* 本文:
------------------------

世界史教室

大学受験生のための世界史問題解説

過去問センターワンフレーズ論述参考書疑問

東大世界史2017

第1問
 「帝国」は、今日において現代世界を分析する言葉として用いられることがある。「古代帝国」はその原型として着目され、各地に成立した「帝国」の類似点をもとに、古代社会の法則的な発展がしばしば議論されてきた。しかしながら、それぞれの地域社会がたどった歴史的展開はひとつの法則の枠組みに収まらず、「帝国」統治者の呼び名が登場する経緯にも大きな違いがある。
 以上のことを踏まえて、前2世紀以後のローマ、および春秋時代以後の黄河・長江流域について、「古代帝国」が成立するまでのこれらニ地域の社会変化を論じなさい。解答は、解答欄(イ)に20行以内で記述し、必ず次の8つの語句を一度は用いて、その語句に下線を付しなさい。(太字は中谷の強調)

------------------------

* 課題:
**A)** 本文の第1問が解答の書き方について課している条件をすべて挙げよ。
**B)** 本文の「過去問センターワンフレーズ論述参考書疑問」から「る経緯にも大きな違いがある。」までを、「類似点」を「共通点」に置き換えて書き直せ。

* 行一覧:
------------------------

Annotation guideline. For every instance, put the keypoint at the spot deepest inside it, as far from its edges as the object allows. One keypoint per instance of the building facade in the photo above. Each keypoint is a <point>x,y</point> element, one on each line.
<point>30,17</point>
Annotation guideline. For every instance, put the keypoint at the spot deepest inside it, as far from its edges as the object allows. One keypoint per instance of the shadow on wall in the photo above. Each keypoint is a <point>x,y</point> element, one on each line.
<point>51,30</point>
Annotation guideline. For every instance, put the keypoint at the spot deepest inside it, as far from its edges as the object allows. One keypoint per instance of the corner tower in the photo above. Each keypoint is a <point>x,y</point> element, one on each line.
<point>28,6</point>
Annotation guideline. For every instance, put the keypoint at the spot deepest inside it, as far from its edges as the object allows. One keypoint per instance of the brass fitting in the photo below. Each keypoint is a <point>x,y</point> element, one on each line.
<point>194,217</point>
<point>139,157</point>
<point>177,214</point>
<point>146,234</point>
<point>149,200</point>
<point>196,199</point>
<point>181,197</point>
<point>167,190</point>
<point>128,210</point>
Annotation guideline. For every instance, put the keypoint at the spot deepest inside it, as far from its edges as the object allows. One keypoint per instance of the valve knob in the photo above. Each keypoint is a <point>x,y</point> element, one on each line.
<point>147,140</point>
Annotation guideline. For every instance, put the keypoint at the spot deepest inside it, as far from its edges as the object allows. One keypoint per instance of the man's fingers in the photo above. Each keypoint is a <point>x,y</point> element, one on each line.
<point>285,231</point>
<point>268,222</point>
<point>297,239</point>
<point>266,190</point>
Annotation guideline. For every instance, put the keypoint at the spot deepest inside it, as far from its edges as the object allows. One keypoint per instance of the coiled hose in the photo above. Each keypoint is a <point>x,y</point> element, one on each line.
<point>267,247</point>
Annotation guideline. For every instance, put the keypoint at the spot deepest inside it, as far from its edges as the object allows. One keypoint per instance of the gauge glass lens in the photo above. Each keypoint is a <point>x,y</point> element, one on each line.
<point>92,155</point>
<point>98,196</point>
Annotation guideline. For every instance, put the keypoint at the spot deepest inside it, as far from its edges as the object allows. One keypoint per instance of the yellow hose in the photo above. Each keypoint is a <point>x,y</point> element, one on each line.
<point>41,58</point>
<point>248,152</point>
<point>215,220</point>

------------------------

* 課題の解答:
**A)**
- 解答欄(イ)に記述する
- 20行以内で記述する
- 次の8つの語句を必ず一度は用いる
- 用いた語句に下線を付す

**B)**
過去問センターワンフレーズ論述参考書疑問

東大世界史2017

第1問
 「帝国」は、今日において現代世界を分析する言葉として用いられることがある。「古代帝国」はその原型として着目され、各地に成立した「帝国」の共通点をもとに、古代社会の法則的な発展がしばしば議論されてきた。しかしながら、それぞれの地域社会がたどった歴史的展開はひとつの法則の枠組みに収まらず、「帝国」統治者の呼び名が登場する経緯にも大きな違いがある。